Читайте также: |
|
Тот страждет высшей мукой, Кто радостные помнит времена В несчастии.
Данте, "Божественная комедия " ( Ад. Песнь V. Строки 121-123. Перевод М. Лозинского. — Прим. ред. )
Мария Каллас не узнала себя в портрете, написанном с нее. В результате разговоров и слухов, критики и рекламы, скандалов и афер, восхищения и презрения получился чужой, искаженный образ. Но существует все же здравомыслие реальности, существуют и истинные причины отчуждения и искажения. Они заключаются в том, что она и в жизни и профессионально — аутсайдер. Когда в конце сороковых — начале пятидесятых годов она вышла на сцену, в ней свершилась реинкарнация примадонны — типа Аделины Патти, Нелли Мельбы, Мэри Гарден и Марии Ерицы, перед которыми преклонялись, кем восхищались, кого почитали. Примадонна по определению стоит вне общества. Это существо, состоящее из надменности и высокомерия, самомнения и таланта, темперамента и дисциплины. Она должна уметь, если не обладает подавляюще красивым и технически безупречным голосом, проявить драматический талант и как магнитом притягивать к себе людей. Она не может жить обычной, стандартной жизнью; ей отказано в обыкновенных радостях. Отказано потому, что этого не позволяют гордость и тщеславие, а также самоуверенность и повышенная чувствительность. Умение и силы вести такую жизнь подпитываются — как у многих других гениальных личностей - энергией, которая, по мнению Вольтера, является демонической, нее заложены также компенсирующие элементы. Мария Каллас была в детстве уродливым ребенком, честолюбивая мать вечно понукала свою дочь, которая постоянно испытывала страх - прежде всего перед большим скоплением людей, перед толпой, публикой - и должна была собрать все свое мужество, чтобы не только преодолеть боязнь перед конкретными трудностями и препятствиями, но и просто гнездящийся в ней внутренний страх. Ее жизнь превращается в борьбу. Не было ничего или почти ничего, что не составляло бы для нее трудностей, ничего, что доставалось бы ей легко.
Когда она завоевала главенствующее место, которое она горделиво назвала словом "трон", она не накинула на себя тот ложный покров скромности, который, как утверждал Гёте, является уделом простолюдинов. Она реагировала на все спонтанно, яростно, агрессивно, гордо, беспощадно, а иногда дерзко. Но разве в восприятии людей, полных слабости, раздражения, зависти к тем, кто умнее, лучше, сильнее, эти последние не выступают заносчивыми или как раз дерзкими? Если внимательнее вдуматься, то многие из ее скандалов являются не чем иным, как следствием ее прямоты и решительности, реже - ее импульсивности, но едва ли простым капризом. Мария Каллас прославилась своими пресловутыми капризными отказами от выступлений. Как же соотнести этот факт с тем, что с 1950 года она спела в "Ла Скала" 157 представлений и только дважды отказалась от выступления? Верно то, что с ней, как выразилась Кэрол Фокс, всегда бывало трудно, когда речь шла о подписании договора, но едва только она принимала на себя обязательства, театр, устроители концертов, коллеги обретали в ней абсолютно надежного художника и музыканта, наделенного беспримерной ответственностью.

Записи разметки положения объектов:
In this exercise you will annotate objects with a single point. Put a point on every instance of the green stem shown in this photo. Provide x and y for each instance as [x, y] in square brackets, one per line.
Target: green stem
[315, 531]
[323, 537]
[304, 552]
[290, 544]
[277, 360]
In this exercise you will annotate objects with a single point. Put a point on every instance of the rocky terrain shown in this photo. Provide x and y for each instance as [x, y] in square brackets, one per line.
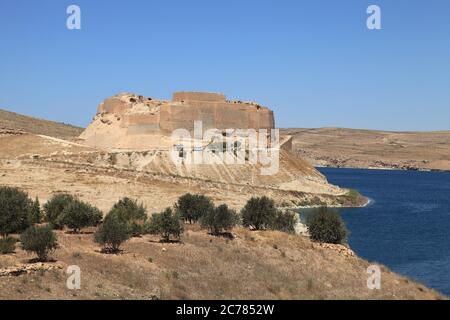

- _Условие задания_
Определите, согласуется ли каждое из утверждений с фрагментом о Марии Каллас: (a) с 1950 года Каллас спела в «Ла Скала» 157 представлений и лишь дважды отказалась от выступления; (b) в детстве Каллас не боялась публики и легко выходила к толпе; (c) по словам Кэрол Фокс, с Каллас было трудно уже после того, как она принимала на себя обязательства. К каждому ответу «да» или «нет» приведите дословную цитату из фрагмента.

- _Решение задания_
(a) Да: «с 1950 года она спела в "Ла Скала" 157 представлений и только дважды отказалась от выступления».
(b) Нет: «постоянно испытывала страх - прежде всего перед большим скоплением людей, перед толпой, публикой».
(c) Нет: «всегда бывало трудно, когда речь шла о подписании договора, но едва только она принимала на себя обязательства, театр, устроители концертов, коллеги обретали в ней абсолютно надежного художника и музыканта».